[Saved data entries]
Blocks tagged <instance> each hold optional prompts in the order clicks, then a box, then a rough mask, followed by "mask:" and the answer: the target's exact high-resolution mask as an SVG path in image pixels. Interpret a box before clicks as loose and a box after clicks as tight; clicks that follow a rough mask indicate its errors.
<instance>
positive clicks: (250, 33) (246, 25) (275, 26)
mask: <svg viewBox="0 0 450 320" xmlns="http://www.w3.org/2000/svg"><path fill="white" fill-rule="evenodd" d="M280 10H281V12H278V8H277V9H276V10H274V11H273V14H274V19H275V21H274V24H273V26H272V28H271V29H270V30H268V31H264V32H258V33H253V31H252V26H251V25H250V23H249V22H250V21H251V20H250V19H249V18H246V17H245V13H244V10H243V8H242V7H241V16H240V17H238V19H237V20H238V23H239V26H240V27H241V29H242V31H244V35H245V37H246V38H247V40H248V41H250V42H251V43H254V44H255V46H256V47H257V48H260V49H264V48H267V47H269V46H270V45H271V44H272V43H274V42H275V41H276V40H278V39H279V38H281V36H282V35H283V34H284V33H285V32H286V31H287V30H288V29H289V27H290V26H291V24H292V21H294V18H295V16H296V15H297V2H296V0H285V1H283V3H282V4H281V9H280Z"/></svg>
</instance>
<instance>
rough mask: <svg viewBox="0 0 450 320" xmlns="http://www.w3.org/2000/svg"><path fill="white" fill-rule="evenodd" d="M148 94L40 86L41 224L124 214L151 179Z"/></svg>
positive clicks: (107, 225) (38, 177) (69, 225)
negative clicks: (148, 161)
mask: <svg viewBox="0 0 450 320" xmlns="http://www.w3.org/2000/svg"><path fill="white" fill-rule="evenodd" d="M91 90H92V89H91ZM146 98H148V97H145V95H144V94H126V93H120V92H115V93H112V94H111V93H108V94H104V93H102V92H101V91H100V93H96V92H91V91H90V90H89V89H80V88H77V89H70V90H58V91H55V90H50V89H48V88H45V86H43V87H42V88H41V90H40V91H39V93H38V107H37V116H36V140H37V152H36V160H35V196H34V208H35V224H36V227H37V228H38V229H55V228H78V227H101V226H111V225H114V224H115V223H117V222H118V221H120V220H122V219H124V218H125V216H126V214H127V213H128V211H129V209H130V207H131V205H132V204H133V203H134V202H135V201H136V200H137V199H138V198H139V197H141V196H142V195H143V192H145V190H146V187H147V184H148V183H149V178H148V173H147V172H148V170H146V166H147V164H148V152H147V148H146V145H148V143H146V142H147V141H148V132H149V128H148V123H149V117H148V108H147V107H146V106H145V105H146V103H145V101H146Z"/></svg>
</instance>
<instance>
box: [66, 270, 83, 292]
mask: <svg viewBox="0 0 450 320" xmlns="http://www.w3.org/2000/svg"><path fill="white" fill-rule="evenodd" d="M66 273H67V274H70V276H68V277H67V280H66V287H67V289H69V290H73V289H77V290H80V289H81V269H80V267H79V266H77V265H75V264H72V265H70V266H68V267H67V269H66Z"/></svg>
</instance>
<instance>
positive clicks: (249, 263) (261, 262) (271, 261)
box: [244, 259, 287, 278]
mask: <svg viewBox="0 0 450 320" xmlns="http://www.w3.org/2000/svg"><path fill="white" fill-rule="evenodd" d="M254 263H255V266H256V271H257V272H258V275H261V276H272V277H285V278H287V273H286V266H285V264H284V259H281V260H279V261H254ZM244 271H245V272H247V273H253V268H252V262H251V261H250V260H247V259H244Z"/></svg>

Assignment:
Retype all of the entries above word for word, without changing a single character.

Response:
Blocks tagged <instance> each hold optional prompts in the order clicks, then a box, then a rough mask, followed by "mask:" and the answer: the target's exact high-resolution mask as an SVG path in image pixels. Interpret a box before clicks as loose and a box after clicks as tight; clicks that follow a rough mask indicate its errors.
<instance>
positive clicks: (250, 33) (246, 25) (275, 26)
mask: <svg viewBox="0 0 450 320" xmlns="http://www.w3.org/2000/svg"><path fill="white" fill-rule="evenodd" d="M280 10H281V12H278V8H277V9H276V10H274V11H273V14H274V19H275V21H274V24H273V26H272V28H271V29H270V30H268V31H264V32H258V33H253V31H252V26H251V25H250V23H249V22H250V21H251V20H250V19H249V18H246V17H245V13H244V10H243V8H242V7H241V16H240V17H238V19H237V20H238V23H239V26H240V27H241V29H242V31H244V35H245V37H246V38H247V40H248V41H250V42H251V43H254V44H255V46H256V47H257V48H260V49H264V48H267V47H269V46H270V45H271V44H272V43H274V42H275V41H276V40H278V39H279V38H281V36H282V35H283V34H284V33H285V32H286V31H287V30H288V29H289V27H290V26H291V24H292V21H294V18H295V16H296V15H297V2H296V0H285V1H283V3H282V4H281V9H280Z"/></svg>
</instance>
<instance>
rough mask: <svg viewBox="0 0 450 320" xmlns="http://www.w3.org/2000/svg"><path fill="white" fill-rule="evenodd" d="M148 94L40 86L41 224L124 214L151 179Z"/></svg>
positive clicks: (107, 225) (38, 177) (69, 225)
negative clicks: (148, 161)
mask: <svg viewBox="0 0 450 320" xmlns="http://www.w3.org/2000/svg"><path fill="white" fill-rule="evenodd" d="M91 90H92V89H91ZM146 98H148V97H145V95H144V94H126V93H120V92H115V93H112V94H111V93H108V94H104V93H102V92H101V91H100V93H96V92H91V91H90V90H89V89H80V88H77V89H70V90H58V91H55V90H50V89H48V88H45V86H43V87H42V88H41V90H40V91H39V93H38V107H37V116H36V140H37V152H36V160H35V196H34V208H35V224H36V227H37V228H38V229H55V228H78V227H101V226H111V225H114V224H115V223H117V222H118V221H120V220H122V219H124V218H125V216H126V214H127V213H128V211H129V209H130V207H131V205H132V204H133V203H134V202H135V201H136V200H137V199H138V198H139V197H141V196H142V195H143V192H145V190H146V187H147V184H148V183H149V178H148V173H147V172H148V170H146V166H147V164H148V152H147V148H146V145H148V143H146V142H147V141H148V132H149V128H148V123H149V117H148V108H147V107H146V106H145V105H146V103H145V101H146Z"/></svg>
</instance>
<instance>
box: [66, 270, 83, 292]
mask: <svg viewBox="0 0 450 320" xmlns="http://www.w3.org/2000/svg"><path fill="white" fill-rule="evenodd" d="M66 273H67V274H70V276H68V277H67V280H66V287H67V289H69V290H73V289H77V290H80V289H81V269H80V267H79V266H77V265H75V264H72V265H70V266H68V267H67V269H66Z"/></svg>
</instance>
<instance>
positive clicks: (249, 263) (261, 262) (271, 261)
box: [244, 259, 287, 278]
mask: <svg viewBox="0 0 450 320" xmlns="http://www.w3.org/2000/svg"><path fill="white" fill-rule="evenodd" d="M254 263H255V266H256V271H257V272H258V275H261V276H272V277H285V278H287V273H286V266H285V264H284V259H281V260H279V261H254ZM244 271H245V272H247V273H253V268H252V262H251V261H250V260H247V259H244Z"/></svg>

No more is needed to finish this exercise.